**Ausgewählter Abschnitt**
·····

Das StaRUG hat vieles verändert: Unter anderem gelten seit dem 01. Januar 2021 im Insolvenzrecht neue Pflichten, auch hinsichtlich der Krisenfrüherkennung – was sich selbstverständlich auch auf das konkrete Krisenmanagement vor Ort auswirkt. Doch wie genau sind die Prozesse und Zuständigkeiten beim Krisenmanagement anzupassen? Unser Experte nennt 9 Maßnahmen.

1. Die Notwendigkeit einer Krisenfrüherkennung und eines Krisenmanagements erkennen

Das StaRUG bietet Unternehmen mehr Möglichkeiten als bisher, präventiv eine Insolvenz zu verhindern und Restrukturierungen außerhalb eines Insolvenzverfahrens durchzuführen.

Doch Voraussetzung für die Anwendung des StaRUG im Krisenfall ist unter anderem die Planung und der Aufbau einer Krisenfrüherkennung und eines Krisenmanagements. Das StaRUG sieht bereits in § 1 vor, die Geschäftsführung bzw. das Management habe „fortlaufend über Entwicklungen“ zu wachen, „welche den Fortbestand … gefährden könnten“. Und wenn sie „solche Entwicklungen“ erkennen, haben sie „geeignete Gegenmaßnahmen“ zu ergreifen.

Doch die Möglichkeit einer Krise wird oft als aktuell nicht relevant beurteilt. Das ist gefährlich, denn gutes Krisenmanagement funktioniert nur, wenn dessen Notwendigkeit auf allen wesentlichen Ebenen erkannt wird, insbesondere natürlich auf der Gesellschafter- und Geschäftsführungs-Ebene. Schließlich verursacht Krisenmanagement erst einmal Kosten, denen keine direkten Einnahmen gegenüberstehen.

·····

**Vorliegende Daten**
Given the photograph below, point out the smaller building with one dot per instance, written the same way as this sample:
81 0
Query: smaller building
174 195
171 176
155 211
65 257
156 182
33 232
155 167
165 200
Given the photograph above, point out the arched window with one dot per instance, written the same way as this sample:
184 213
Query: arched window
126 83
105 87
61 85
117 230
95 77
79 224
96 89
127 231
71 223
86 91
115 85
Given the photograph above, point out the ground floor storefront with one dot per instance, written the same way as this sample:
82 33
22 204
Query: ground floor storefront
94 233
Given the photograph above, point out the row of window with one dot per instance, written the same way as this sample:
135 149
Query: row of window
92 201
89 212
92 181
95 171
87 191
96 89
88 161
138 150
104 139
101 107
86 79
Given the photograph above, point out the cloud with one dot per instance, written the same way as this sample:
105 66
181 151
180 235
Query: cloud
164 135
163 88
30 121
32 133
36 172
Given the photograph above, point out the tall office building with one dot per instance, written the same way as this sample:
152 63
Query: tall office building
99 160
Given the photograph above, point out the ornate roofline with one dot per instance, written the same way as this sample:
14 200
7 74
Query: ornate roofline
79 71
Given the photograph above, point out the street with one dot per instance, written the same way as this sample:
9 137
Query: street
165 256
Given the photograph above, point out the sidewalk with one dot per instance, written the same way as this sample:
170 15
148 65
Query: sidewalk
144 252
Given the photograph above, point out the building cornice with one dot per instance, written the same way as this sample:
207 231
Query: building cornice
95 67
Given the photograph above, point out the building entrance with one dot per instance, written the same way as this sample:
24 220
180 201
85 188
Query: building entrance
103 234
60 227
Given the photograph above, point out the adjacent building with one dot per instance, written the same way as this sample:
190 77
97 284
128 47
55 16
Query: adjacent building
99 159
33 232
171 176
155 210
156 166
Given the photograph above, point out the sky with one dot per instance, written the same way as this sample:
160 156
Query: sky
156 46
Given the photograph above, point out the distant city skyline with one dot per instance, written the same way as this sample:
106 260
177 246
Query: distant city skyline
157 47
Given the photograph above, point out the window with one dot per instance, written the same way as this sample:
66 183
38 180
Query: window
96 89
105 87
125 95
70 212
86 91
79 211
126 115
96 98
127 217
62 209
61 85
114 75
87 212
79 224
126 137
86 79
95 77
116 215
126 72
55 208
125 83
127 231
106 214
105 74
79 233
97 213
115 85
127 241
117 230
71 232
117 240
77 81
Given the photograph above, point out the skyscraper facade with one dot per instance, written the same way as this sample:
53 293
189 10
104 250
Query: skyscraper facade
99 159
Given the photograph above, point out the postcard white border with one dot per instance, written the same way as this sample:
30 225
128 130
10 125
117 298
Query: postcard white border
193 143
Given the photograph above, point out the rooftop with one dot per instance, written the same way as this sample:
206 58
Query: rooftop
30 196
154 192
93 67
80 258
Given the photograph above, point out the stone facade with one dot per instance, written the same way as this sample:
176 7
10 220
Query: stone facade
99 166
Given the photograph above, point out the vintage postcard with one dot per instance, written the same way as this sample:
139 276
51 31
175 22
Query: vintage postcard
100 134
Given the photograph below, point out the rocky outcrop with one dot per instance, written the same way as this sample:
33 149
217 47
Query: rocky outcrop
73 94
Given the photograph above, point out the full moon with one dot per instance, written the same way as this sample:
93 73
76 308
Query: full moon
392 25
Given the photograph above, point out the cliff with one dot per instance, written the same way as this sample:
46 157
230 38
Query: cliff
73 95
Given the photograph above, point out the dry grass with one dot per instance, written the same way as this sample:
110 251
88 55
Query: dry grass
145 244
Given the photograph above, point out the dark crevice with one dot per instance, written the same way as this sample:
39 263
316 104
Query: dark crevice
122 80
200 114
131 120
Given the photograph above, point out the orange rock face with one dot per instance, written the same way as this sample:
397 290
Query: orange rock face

·····

**Arbeitsaufträge**
1. Stimmen die folgenden Aussagen mit dem ausgewählten Abschnitt überein? Beantworten Sie jede mit Ja oder Nein und führen Sie die entscheidenden Worte des Abschnitts wörtlich an: (a) Die neuen Pflichten im Insolvenzrecht gelten seit dem 01. Januar 2021. (b) Krisenmanagement bringt von Beginn an direkte Einnahmen. (c) Der Experte nennt sieben Maßnahmen.
2. Kopieren Sie aus dem ausgewählten Abschnitt wortgetreu alles von „Doch Voraussetzung für“ bis hinunter zu „direkten Einnahmen gegenüberstehen.“.

**Ergebnisse nacheinander**
1.
(a) Ja: „seit dem 01. Januar 2021 im Insolvenzrecht neue Pflichten“
(b) Nein: „Schließlich verursacht Krisenmanagement erst einmal Kosten, denen keine direkten Einnahmen gegenüberstehen.“
(c) Nein: „Unser Experte nennt 9 Maßnahmen.“

2.
Doch Voraussetzung für die Anwendung des StaRUG im Krisenfall ist unter anderem die Planung und der Aufbau einer Krisenfrüherkennung und eines Krisenmanagements. Das StaRUG sieht bereits in § 1 vor, die Geschäftsführung bzw. das Management habe „fortlaufend über Entwicklungen“ zu wachen, „welche den Fortbestand … gefährden könnten“. Und wenn sie „solche Entwicklungen“ erkennen, haben sie „geeignete Gegenmaßnahmen“ zu ergreifen.

Doch die Möglichkeit einer Krise wird oft als aktuell nicht relevant beurteilt. Das ist gefährlich, denn gutes Krisenmanagement funktioniert nur, wenn dessen Notwendigkeit auf allen wesentlichen Ebenen erkannt wird, insbesondere natürlich auf der Gesellschafter- und Geschäftsführungs-Ebene. Schließlich verursacht Krisenmanagement erst einmal Kosten, denen keine direkten Einnahmen gegenüberstehen.